**Work order:**
For this exercise, retype all the data exactly and exclude every image.

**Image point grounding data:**
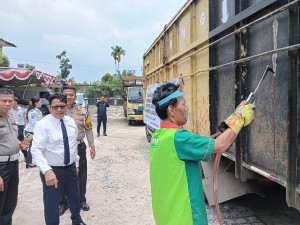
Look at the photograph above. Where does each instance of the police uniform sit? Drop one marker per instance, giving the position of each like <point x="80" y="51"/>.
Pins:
<point x="84" y="125"/>
<point x="9" y="168"/>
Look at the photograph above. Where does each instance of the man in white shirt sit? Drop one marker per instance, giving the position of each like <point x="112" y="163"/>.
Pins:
<point x="19" y="115"/>
<point x="54" y="151"/>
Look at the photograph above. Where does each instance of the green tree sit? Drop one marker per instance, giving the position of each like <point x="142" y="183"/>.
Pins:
<point x="65" y="66"/>
<point x="116" y="54"/>
<point x="5" y="61"/>
<point x="107" y="79"/>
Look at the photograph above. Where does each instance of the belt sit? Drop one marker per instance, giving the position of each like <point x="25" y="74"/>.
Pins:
<point x="9" y="158"/>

**Output of the task:**
Look at the photograph above. Where does each instance of the police uniform sit? Drop one marker per instance, giving the position of each like <point x="80" y="51"/>.
Pins:
<point x="84" y="125"/>
<point x="9" y="168"/>
Look at the photograph above. Where does each instance of the man in white shirt sit? Drop one marker per instance, giving the position of each like <point x="112" y="163"/>.
Pins:
<point x="19" y="115"/>
<point x="54" y="151"/>
Look at the photograph above. Where does each instance of the green tree sit? Drop one marker per instance, giving the position of each like <point x="142" y="183"/>.
Pins:
<point x="65" y="66"/>
<point x="116" y="54"/>
<point x="5" y="61"/>
<point x="107" y="79"/>
Look at the photograph above. Where does each instance of the belt sit? Drop one marker per instance, giving the position of each like <point x="25" y="74"/>.
Pins:
<point x="9" y="158"/>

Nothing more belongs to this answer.